─── DATA SUPPLIED ───

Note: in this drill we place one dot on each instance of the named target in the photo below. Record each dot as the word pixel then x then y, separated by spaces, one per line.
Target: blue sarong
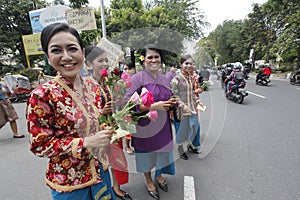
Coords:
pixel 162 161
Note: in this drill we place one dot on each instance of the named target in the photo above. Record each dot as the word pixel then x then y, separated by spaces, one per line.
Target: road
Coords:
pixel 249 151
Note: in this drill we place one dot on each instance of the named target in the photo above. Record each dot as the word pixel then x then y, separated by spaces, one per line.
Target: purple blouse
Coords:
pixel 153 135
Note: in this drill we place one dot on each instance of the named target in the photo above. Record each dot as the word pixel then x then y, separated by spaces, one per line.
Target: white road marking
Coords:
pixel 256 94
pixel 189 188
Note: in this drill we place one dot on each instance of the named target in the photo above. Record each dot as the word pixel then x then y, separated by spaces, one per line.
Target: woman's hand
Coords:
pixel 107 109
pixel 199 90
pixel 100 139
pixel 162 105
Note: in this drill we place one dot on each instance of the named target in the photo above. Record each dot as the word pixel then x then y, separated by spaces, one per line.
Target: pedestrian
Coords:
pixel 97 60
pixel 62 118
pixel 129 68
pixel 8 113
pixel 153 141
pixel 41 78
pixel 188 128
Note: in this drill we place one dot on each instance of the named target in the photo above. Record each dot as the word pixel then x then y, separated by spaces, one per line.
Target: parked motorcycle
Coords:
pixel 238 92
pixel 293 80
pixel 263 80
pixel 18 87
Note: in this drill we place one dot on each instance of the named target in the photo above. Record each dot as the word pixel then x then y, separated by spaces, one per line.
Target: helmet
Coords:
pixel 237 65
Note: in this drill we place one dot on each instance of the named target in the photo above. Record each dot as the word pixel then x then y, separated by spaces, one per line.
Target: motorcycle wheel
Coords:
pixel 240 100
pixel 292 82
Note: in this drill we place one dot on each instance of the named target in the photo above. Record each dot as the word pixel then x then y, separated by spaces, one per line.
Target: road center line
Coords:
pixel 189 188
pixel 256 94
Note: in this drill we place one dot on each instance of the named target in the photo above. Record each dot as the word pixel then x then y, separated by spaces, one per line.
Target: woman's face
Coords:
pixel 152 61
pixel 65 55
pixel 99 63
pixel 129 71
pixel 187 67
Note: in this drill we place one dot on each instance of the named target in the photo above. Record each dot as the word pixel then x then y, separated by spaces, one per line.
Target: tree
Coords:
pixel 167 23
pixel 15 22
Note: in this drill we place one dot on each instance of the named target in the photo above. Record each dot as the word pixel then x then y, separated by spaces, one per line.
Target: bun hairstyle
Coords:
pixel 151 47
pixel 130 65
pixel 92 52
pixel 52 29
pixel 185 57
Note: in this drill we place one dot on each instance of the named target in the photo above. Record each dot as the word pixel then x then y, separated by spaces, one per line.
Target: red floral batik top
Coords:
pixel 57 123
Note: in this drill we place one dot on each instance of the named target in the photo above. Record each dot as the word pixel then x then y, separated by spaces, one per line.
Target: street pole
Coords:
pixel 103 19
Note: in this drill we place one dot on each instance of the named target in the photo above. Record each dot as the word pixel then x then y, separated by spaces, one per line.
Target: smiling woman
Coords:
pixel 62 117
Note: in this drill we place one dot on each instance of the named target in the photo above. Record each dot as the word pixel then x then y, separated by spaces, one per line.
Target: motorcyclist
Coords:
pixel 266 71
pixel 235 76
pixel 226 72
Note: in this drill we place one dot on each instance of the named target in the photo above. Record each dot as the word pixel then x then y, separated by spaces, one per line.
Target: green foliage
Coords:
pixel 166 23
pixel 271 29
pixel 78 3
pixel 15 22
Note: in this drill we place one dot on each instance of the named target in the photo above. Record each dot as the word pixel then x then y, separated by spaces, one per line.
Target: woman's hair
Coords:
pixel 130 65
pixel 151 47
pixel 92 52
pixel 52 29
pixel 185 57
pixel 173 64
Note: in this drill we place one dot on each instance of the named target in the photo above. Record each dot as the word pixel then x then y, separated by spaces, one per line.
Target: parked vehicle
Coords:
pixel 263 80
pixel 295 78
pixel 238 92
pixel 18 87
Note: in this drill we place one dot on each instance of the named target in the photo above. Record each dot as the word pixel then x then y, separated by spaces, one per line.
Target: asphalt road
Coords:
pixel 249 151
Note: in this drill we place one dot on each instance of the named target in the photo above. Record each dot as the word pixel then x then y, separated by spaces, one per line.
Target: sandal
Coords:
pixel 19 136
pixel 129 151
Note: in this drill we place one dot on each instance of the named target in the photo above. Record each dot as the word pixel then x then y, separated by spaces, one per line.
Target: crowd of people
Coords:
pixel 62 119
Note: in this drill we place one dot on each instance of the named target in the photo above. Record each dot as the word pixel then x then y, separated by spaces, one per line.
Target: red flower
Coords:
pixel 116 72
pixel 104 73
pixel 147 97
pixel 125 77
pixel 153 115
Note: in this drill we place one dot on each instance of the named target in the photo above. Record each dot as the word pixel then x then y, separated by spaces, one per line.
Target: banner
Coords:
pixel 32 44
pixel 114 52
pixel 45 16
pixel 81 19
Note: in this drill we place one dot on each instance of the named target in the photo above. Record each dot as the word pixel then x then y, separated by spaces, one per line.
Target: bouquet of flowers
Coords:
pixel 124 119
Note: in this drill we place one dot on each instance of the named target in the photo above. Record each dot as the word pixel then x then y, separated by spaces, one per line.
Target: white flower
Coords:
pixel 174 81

───
─── DATA SUPPLIED ───

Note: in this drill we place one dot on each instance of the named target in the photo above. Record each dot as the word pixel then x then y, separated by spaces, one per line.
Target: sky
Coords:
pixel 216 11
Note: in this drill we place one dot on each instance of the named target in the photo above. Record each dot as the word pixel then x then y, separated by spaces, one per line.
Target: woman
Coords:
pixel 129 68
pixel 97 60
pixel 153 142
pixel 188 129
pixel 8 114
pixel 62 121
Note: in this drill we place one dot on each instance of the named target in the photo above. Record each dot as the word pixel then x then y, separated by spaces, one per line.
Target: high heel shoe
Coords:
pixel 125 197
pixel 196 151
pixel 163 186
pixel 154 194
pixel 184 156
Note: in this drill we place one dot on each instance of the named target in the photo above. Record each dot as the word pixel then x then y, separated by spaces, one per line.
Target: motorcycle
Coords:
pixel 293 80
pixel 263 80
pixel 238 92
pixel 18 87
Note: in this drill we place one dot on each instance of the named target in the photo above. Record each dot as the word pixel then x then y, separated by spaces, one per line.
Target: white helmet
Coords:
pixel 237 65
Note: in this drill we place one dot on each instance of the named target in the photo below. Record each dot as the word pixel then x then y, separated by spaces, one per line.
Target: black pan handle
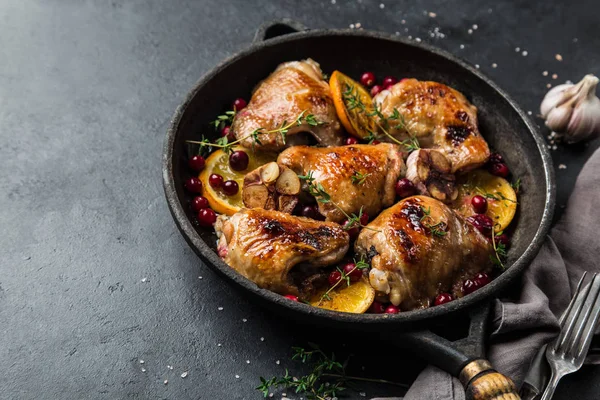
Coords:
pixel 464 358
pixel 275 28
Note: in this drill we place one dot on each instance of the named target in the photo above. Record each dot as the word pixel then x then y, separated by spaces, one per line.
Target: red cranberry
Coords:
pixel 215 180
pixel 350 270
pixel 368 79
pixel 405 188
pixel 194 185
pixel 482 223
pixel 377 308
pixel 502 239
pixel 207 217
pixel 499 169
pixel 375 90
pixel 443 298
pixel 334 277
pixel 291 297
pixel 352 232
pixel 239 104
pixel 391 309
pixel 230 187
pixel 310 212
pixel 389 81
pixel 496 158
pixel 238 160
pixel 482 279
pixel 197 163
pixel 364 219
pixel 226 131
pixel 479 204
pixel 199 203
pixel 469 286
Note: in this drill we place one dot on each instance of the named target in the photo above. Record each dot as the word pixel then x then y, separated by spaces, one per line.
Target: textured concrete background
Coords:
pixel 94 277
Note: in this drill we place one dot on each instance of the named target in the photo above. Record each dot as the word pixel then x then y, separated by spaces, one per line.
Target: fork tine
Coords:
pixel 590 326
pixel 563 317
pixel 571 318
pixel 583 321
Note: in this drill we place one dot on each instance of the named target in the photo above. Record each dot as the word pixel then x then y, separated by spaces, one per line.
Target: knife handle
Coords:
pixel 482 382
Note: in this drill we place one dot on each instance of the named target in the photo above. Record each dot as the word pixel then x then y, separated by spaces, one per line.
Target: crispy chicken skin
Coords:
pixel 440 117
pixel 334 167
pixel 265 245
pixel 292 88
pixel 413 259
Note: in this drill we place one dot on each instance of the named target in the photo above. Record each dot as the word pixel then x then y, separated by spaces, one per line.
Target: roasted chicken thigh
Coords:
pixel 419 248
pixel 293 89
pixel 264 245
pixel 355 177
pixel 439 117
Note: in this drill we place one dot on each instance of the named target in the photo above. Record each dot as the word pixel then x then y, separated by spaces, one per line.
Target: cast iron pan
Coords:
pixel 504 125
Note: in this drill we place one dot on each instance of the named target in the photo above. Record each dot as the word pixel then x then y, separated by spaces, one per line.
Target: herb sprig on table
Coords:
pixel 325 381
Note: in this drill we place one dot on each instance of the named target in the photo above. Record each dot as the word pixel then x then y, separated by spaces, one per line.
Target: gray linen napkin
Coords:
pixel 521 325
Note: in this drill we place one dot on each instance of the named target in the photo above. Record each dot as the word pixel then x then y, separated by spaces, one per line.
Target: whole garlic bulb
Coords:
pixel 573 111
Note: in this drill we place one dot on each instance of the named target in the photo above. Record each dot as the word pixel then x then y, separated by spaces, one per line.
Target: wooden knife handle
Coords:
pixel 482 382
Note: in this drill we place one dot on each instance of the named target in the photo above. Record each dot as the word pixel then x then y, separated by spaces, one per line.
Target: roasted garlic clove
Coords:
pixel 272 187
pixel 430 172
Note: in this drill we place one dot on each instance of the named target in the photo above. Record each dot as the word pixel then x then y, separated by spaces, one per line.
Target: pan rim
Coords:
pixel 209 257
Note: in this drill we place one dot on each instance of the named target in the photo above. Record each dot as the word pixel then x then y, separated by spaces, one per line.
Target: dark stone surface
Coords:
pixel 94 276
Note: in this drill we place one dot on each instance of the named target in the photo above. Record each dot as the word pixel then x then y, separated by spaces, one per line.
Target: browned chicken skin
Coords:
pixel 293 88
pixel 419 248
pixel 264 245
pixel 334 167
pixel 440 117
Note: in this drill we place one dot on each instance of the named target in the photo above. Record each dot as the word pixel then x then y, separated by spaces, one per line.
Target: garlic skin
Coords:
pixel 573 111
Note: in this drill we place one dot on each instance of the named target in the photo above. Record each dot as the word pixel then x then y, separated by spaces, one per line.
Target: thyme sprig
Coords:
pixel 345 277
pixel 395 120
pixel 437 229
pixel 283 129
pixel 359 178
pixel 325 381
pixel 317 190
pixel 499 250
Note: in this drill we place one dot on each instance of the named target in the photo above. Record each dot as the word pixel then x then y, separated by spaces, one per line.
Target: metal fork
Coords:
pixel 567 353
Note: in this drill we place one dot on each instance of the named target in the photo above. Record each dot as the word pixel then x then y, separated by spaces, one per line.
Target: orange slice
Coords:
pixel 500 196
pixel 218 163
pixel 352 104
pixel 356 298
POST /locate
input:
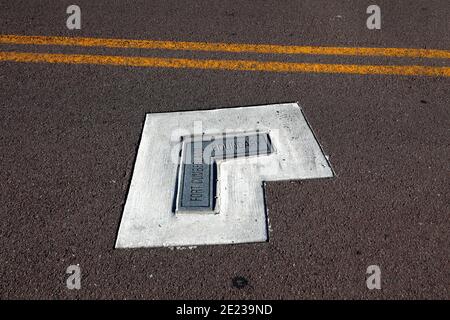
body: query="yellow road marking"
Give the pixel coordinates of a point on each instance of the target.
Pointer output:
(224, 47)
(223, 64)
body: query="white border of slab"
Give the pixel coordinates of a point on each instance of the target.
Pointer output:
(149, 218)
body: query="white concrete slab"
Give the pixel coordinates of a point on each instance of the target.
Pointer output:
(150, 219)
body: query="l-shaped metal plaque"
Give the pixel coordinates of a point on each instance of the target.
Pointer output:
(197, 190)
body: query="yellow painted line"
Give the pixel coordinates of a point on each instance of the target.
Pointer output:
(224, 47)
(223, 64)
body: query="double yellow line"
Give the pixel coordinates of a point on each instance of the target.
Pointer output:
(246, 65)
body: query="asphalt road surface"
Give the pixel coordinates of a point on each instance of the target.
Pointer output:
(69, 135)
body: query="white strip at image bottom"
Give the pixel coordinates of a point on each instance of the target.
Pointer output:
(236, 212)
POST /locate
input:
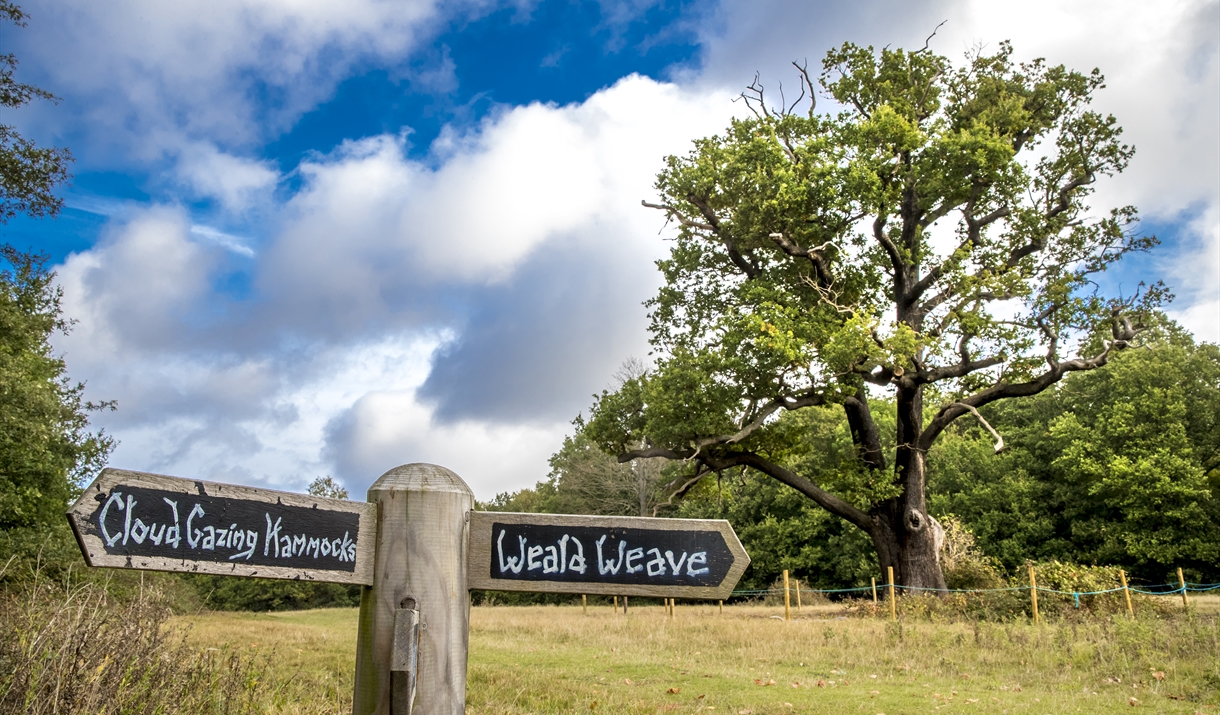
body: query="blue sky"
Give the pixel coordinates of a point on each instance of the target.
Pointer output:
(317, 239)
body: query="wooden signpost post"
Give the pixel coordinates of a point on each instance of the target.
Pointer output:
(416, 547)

───

Gather each line of the data above that contains the string "white", and treat uppercase and lowercase as different.

COMPLETE RESPONSE.
Target: white road marking
Target: white flower
Target: white helmet
body: query="white border of slab"
body: query="white concrete slab"
body: query="white strip at image bottom"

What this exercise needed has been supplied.